start Text provided
Improving performance
Closed this issue · 1 comments
Hey there! So sorry to bother you for such a specific problem. Say I have a dataset of
latitude
longitude
regression_target
(predicting %nitrogen in soil)- (other things like string categories, etc.)
I tried using GPBoost
hoping that it would perform better than a naive LightGBM, but I'm finding that the two are basically on-par with one another. To be fair, I only have 70 data points so perhaps GPBoost hasn't had the opportunity to shine.
I'm hyperparameter searching over
{
"num_leaves": {
"values": list(range(10, 101, 10)),
},
"n_estimators": {
"values": list(range(100, 1001, 100)),
},
"learning_rate": {
"values": list(el / 1000 for el in range(1, 100)) + list(el/ 10 for el in range(1, 20))
},
"max_depth": {
"values": list(range(4, 100, 5)),
},
"lambda_l1": {
"values": [0.1, 0.2, 0.3, 0.5, 0.7],
},
"lambda_l2": {
"values": [0.1, 0.2, 0.3, 0.5, 0.7],
},
"extra_trees": {
"values": [True, False],
},
"cov_function": {
"values": ["exponential", "gaussian"]
}
}
(using weights and biases' interface - in case this looks unusual to you)
I'm setting
data_train = gpb.Dataset(train_x, train_y, categorical_feature=categorical_features) # the columns of categorical_features are left as strings
gp_model = gpb.GPModel(gp_coords=coords_train, cov_function=cov_function) # cov_function is as specified in the hyperparameter search
bst = gpb.train(params=config, train_set=data_train,
gp_model=gp_model)
is there anything that is glaringly incorrect to you?
Apologies for my slow reply. This seems good. Maybe include also shallower trees:
"max_depth": {
"values": list(range(2, 98, 5)),
},
"num_leaves": {
"values": list(range(2, 103, 10)),
},
70 data points is very little. Not sure if I would use any machine learning model at all...
end Text provided
start Recorded information
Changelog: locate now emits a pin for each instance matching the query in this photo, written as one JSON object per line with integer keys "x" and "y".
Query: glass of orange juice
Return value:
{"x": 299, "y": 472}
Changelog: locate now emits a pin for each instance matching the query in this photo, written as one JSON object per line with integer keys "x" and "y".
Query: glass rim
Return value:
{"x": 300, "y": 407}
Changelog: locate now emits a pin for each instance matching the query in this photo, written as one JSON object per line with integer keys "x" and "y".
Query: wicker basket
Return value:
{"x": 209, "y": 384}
end Recorded information
start Recorded information
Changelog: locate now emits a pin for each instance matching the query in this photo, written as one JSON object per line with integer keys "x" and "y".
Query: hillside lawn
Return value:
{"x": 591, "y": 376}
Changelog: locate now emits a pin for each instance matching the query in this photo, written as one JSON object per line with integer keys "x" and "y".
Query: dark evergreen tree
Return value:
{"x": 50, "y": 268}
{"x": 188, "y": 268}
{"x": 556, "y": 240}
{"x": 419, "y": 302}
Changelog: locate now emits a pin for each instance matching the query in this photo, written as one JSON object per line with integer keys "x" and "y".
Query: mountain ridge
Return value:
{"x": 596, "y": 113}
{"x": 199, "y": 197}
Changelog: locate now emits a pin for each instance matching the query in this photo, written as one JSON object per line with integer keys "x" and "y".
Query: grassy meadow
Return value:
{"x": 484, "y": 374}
end Recorded information
start Recorded information
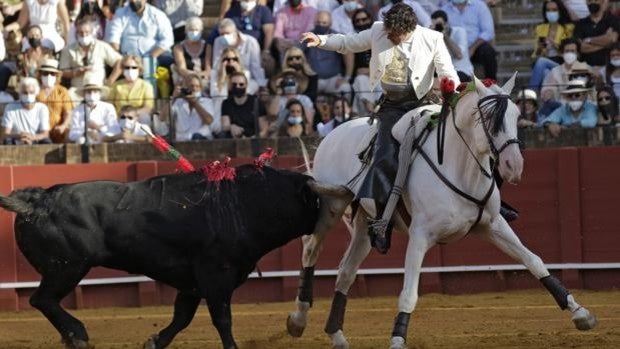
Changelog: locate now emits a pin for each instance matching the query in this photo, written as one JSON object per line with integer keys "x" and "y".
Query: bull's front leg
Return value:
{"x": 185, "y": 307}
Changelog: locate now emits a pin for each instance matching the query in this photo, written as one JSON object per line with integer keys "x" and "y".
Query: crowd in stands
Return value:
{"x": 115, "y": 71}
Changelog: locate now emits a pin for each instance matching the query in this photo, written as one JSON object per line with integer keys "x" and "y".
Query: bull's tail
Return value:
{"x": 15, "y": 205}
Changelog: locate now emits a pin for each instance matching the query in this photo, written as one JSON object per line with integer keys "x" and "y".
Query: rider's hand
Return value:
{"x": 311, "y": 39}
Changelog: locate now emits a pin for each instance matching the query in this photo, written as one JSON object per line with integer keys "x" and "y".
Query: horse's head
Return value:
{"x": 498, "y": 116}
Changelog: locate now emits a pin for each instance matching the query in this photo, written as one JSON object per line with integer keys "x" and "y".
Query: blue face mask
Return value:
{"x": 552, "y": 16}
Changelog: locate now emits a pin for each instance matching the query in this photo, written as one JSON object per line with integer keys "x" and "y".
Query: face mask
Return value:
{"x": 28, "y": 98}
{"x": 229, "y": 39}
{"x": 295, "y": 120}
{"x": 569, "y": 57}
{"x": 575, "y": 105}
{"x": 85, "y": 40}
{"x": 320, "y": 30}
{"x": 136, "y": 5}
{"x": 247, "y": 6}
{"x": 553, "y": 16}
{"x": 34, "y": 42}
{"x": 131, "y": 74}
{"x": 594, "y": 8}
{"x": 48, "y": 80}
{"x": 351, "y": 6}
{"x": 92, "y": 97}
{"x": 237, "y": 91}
end Recorded information
* **Work to be completed**
For each statement below, say yes or no to whether it agrees with the forum thread on GPBoost performance, and quote the exact words of the thread that settle it. (a) The poster found that GPBoost clearly outperformed a naive LightGBM. (b) The poster's dataset contains 70 data points. (c) The reply considers 70 data points to be plenty for a machine learning model.

* **Task solution**
(a) No: "the two are basically on-par with one another"
(b) Yes: "I only have 70 data points"
(c) No: "70 data points is very little"